-- Extracted data follows --

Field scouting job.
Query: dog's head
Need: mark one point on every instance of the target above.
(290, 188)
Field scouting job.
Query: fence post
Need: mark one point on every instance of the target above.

-- Extracted data concluded --

Task to carry out:
Give the listing above again, word for word.

Result of the exercise:
Field scouting job.
Query: dog's head
Need: mark one point on every instance of the target above.
(290, 188)
Field scouting job.
Query: fence post
Need: mark one point on every instance of the target above.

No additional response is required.